- _What you are asked to do_:
Give back the data in full, with every line exact.

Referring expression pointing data

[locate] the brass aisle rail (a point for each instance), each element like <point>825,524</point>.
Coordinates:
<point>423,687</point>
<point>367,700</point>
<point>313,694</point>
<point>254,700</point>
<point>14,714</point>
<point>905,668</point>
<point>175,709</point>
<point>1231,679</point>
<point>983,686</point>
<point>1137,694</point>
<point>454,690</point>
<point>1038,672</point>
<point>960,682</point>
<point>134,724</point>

- _Task answer_:
[locate] the brass aisle rail (a point for each instance), each element like <point>825,524</point>.
Coordinates:
<point>423,687</point>
<point>367,700</point>
<point>313,694</point>
<point>254,700</point>
<point>14,714</point>
<point>905,668</point>
<point>175,709</point>
<point>1231,679</point>
<point>983,686</point>
<point>1137,694</point>
<point>454,690</point>
<point>1038,672</point>
<point>960,682</point>
<point>134,724</point>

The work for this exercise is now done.